▶ SET EXERCISE:
From the listing below, pull out each line containing the word "that" and copy it in full.

▶ ENTRIES PROVIDED:
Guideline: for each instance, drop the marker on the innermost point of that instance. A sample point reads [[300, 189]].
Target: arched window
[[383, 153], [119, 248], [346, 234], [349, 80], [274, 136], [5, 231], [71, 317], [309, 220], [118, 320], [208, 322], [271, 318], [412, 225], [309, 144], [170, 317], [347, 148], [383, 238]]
...
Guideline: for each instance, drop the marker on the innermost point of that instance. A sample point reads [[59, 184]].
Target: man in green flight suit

▶ FINAL ANSWER:
Guideline: for each instance, drop the marker on the innermost point of that instance. A sample point reads [[300, 189]].
Guideline: for each instance, drop the marker on the innermost point of that instance. A sample point reads [[59, 184]].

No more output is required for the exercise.